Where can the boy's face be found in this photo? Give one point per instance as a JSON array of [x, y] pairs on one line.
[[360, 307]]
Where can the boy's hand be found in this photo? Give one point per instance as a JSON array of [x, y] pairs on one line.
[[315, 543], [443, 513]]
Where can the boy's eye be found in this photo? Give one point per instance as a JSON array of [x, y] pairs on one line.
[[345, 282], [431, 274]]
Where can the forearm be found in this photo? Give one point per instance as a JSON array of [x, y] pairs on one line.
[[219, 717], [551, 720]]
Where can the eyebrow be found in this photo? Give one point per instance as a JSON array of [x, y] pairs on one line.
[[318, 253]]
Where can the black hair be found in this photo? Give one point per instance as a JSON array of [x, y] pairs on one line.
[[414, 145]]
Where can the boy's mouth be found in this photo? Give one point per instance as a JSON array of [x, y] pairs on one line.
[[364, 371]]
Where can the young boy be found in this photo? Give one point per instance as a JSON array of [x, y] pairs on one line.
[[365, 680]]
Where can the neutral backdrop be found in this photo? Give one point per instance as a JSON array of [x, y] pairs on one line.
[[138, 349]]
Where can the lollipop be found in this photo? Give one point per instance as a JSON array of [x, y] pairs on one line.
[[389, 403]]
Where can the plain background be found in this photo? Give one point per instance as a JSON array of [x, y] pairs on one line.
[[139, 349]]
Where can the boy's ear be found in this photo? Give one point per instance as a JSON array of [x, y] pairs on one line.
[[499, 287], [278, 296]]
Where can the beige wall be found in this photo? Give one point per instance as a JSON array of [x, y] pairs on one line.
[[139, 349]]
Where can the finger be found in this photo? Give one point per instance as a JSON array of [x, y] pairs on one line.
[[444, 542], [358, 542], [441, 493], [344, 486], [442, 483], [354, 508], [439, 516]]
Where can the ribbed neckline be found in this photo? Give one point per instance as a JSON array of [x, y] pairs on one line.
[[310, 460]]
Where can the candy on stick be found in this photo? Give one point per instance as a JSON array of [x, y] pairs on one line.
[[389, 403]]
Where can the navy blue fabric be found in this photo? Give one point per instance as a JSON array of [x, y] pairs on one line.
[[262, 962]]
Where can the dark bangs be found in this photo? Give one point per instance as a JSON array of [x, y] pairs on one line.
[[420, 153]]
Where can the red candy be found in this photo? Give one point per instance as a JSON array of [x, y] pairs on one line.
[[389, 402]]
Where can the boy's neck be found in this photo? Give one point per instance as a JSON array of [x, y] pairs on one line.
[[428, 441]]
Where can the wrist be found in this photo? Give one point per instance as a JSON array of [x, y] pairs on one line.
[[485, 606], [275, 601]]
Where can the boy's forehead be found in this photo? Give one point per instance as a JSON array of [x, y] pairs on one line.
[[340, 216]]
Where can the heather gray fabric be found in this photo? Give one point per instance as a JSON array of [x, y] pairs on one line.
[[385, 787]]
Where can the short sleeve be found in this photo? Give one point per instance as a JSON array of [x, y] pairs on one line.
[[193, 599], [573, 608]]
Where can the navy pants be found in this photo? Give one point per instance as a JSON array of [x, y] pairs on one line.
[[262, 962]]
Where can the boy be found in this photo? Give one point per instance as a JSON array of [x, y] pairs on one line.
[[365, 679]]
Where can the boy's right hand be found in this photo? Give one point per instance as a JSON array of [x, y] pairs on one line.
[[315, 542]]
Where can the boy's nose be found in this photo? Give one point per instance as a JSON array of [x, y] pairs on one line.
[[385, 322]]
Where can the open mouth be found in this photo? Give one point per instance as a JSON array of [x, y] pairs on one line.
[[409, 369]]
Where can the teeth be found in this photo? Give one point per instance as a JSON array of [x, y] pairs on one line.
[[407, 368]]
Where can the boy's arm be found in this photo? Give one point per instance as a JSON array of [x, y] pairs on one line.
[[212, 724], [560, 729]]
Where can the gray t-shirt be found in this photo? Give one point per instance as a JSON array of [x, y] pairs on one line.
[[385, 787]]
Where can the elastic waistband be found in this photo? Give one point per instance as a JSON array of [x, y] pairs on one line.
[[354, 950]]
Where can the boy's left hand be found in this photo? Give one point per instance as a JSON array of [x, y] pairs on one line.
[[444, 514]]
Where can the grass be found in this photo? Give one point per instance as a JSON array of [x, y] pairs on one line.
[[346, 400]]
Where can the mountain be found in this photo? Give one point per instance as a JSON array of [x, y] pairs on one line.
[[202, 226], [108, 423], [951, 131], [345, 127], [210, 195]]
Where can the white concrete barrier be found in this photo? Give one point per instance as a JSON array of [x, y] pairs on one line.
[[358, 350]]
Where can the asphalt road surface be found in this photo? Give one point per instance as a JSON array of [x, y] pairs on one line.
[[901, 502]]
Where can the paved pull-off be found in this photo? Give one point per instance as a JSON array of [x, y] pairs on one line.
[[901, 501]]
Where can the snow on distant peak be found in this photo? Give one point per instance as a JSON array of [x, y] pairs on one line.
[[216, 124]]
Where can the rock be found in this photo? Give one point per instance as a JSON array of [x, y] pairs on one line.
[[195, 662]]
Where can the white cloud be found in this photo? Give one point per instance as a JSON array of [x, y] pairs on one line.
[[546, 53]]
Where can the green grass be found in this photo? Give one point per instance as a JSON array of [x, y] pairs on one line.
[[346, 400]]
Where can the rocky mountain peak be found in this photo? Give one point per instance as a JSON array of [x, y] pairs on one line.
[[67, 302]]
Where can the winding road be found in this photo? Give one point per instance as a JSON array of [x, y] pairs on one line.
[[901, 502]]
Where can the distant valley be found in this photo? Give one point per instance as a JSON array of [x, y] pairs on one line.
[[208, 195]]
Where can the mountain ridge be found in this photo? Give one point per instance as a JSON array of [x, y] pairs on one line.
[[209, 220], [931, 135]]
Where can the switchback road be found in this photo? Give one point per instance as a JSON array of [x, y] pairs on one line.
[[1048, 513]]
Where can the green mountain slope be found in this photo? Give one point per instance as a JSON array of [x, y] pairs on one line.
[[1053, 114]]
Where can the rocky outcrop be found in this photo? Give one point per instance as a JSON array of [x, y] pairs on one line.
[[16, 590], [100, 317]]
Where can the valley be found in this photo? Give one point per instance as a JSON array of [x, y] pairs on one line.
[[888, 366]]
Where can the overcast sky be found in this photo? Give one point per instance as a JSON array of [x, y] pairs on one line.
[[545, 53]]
━━━━━━
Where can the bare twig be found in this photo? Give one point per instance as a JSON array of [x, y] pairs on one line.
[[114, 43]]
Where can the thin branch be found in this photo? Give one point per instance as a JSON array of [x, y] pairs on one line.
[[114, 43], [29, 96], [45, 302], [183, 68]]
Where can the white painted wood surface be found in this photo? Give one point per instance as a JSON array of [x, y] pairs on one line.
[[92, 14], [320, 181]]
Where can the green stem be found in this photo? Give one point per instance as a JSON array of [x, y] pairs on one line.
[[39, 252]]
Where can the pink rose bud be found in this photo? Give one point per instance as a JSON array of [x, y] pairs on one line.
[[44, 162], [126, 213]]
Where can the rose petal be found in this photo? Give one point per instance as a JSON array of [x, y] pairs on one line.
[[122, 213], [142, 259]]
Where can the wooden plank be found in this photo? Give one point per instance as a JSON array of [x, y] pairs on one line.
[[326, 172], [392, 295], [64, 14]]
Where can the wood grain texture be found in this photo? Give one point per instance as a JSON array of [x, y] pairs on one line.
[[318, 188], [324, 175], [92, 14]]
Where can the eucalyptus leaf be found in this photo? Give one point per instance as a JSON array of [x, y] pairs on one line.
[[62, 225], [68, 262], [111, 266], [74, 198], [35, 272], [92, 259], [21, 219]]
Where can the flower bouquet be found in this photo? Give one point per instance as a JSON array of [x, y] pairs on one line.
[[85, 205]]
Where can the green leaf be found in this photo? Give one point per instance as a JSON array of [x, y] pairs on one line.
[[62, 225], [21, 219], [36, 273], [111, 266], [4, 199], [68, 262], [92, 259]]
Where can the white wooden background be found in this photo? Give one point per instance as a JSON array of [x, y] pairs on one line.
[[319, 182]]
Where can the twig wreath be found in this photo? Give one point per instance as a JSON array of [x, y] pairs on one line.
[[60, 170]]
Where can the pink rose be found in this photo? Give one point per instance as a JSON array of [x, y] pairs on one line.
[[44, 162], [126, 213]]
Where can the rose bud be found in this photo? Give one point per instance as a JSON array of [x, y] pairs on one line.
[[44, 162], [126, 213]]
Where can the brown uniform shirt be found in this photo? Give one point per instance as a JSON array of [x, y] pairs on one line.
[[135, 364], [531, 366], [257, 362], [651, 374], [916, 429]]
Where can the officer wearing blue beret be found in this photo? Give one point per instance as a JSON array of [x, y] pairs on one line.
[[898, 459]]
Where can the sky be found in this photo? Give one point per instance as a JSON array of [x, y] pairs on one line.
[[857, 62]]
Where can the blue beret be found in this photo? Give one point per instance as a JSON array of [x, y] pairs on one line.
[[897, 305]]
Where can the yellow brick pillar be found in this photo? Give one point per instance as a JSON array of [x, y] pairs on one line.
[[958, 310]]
━━━━━━
PROBLEM DESCRIPTION: Please give the records again from the line with "Where can the ribbed" to the line with "[[385, 322]]", swapping "JSON array" for "JSON list" and leaving everything else unchanged.

FULL RESPONSE:
Where can the ribbed neckline be found in this photo? Give one point per instance as a JSON list of [x, y] pairs on one line.
[[310, 460]]
Where can the candy on stick be found in this photo? Give one point per instance as a JSON list of [x, y] pairs on one line.
[[389, 403]]
Where can the navy blue fabric be found in this photo? Give one point per instance as a JSON list of [x, y] pairs on one line.
[[262, 962]]
Where can the dark bangs be found in this photo? Give one point per instance as a JSON list of [x, y] pairs on one line.
[[420, 153]]
Where can the red candy be found in this photo? Give one point per instance as a JSON list of [x, y] pairs on one line.
[[389, 402]]
Where can the boy's neck be found in this photo? Give one point per instance as a JSON list of [x, y] pairs on one line.
[[428, 441]]
Where can the wrist be found in this photo? Give one point per instance as a JSON list of [x, y] pairs on one line.
[[485, 606], [275, 601]]
Where can the boy's forehead be found in this photo? Give one point per instance as a JSON list of [x, y] pairs on one line.
[[340, 216]]
Where can the heather gray fabric be found in this photo? Give one point per instance as a JSON list of [x, y] pairs on one line.
[[385, 787]]
Where can the short sleeve be found in this photo? Give one point per instance as a JSON list of [x, y] pairs on one line.
[[193, 599], [573, 608]]
Where can the navy pants be found in this photo? Give one point per instance as a JSON list of [x, y] pairs on one line.
[[262, 962]]
Where can the boy be found in this photo? Give one point per instance as a JSON list of [x, y] pairs on one line.
[[365, 679]]
Where can the boy's right hand be found in this photo? Give one point per instance as a JSON list of [x, y] pairs on one line.
[[315, 542]]
Where can the boy's nose be found in this photo? Give one point per instance as a JSON list of [x, y] pairs on one line.
[[385, 322]]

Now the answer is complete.